What to work on: Reproduce exactly the line in which "task: outline the arched window" occurs and all the lines after it, ending with the last line.

Material for this exercise:

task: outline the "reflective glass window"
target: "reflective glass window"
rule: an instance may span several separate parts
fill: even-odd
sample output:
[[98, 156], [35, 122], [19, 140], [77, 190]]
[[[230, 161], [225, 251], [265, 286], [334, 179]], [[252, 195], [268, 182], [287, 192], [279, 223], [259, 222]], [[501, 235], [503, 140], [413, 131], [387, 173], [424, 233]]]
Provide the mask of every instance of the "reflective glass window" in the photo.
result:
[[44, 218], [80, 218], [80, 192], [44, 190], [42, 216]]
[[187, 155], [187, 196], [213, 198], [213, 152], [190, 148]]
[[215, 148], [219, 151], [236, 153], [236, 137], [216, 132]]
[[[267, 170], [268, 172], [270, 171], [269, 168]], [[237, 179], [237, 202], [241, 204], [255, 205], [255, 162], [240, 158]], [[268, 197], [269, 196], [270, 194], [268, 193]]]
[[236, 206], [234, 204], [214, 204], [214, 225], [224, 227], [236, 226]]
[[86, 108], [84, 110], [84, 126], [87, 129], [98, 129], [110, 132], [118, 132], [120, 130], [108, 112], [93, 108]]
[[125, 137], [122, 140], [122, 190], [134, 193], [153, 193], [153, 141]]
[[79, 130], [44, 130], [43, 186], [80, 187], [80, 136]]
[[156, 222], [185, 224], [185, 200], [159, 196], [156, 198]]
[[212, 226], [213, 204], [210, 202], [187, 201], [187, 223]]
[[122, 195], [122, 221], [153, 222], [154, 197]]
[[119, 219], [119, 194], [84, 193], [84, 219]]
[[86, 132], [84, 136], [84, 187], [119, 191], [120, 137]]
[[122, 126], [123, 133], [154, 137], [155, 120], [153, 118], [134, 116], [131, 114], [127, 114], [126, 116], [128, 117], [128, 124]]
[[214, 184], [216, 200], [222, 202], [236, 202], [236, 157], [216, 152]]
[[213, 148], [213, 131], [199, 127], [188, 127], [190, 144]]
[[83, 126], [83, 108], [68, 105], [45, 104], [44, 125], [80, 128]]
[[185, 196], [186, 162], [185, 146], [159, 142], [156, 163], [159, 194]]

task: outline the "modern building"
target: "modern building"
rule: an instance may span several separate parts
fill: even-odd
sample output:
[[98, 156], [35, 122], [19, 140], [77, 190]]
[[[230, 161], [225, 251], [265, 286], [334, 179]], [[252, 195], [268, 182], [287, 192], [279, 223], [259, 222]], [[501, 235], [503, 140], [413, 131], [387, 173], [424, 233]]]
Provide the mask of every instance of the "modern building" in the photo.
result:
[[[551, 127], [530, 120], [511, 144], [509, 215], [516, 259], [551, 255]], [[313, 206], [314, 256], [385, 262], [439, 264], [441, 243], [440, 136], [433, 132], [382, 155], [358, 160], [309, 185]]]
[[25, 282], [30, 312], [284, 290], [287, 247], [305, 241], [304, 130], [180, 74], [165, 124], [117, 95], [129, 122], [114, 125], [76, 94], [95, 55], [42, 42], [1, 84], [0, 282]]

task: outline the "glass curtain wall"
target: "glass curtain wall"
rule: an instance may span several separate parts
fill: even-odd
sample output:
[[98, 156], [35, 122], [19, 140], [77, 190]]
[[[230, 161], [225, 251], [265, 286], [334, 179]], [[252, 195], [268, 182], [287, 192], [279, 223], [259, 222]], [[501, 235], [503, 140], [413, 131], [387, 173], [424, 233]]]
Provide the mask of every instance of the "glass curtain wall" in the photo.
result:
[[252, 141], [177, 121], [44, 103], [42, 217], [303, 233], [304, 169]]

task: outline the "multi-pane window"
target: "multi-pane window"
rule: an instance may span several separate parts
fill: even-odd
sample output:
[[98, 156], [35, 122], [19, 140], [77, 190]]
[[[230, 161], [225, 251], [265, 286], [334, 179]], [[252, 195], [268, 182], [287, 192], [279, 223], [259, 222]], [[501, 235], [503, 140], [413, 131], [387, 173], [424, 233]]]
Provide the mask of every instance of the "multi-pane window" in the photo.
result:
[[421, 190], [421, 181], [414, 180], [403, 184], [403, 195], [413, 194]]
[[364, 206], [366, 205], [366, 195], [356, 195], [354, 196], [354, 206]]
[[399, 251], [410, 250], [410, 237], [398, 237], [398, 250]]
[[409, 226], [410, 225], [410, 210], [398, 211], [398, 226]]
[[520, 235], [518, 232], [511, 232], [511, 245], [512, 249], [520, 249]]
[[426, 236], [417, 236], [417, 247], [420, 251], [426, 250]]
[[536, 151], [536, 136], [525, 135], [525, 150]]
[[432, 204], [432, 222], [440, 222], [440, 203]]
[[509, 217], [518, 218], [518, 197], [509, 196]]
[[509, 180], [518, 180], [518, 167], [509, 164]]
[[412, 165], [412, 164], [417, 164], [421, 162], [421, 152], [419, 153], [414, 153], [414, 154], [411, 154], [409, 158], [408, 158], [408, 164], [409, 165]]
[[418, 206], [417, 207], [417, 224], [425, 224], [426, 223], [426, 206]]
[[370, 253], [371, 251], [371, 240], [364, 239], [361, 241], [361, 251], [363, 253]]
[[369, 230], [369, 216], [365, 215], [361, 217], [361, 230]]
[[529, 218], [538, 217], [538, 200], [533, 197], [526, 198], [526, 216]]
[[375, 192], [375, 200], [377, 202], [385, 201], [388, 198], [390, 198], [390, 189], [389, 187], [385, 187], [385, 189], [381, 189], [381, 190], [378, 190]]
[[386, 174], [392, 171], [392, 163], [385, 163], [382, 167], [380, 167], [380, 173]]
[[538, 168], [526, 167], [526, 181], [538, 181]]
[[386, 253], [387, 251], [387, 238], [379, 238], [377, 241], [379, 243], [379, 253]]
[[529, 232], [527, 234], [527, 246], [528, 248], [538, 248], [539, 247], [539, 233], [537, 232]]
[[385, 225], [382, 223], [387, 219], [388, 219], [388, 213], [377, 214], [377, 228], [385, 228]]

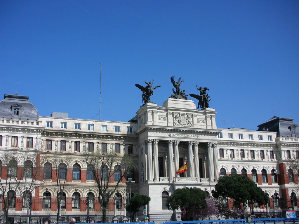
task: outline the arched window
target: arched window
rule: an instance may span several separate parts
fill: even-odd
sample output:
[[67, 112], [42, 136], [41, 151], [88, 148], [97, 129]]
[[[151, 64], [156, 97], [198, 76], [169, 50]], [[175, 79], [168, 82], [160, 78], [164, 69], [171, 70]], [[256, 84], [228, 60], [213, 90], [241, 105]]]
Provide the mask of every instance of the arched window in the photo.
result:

Written response:
task: outline the arched window
target: arched window
rule: an instance may span several separate parts
fill: even-odd
sample output:
[[67, 112], [42, 136], [41, 151], [88, 148], [97, 129]]
[[[151, 64], [156, 97], [198, 76], [169, 50]], [[175, 79], [168, 82], [160, 78], [164, 69], [171, 70]], [[256, 84], [228, 60], [213, 90], [241, 105]]]
Provide the mask of every instance of the arched window in the photo.
result:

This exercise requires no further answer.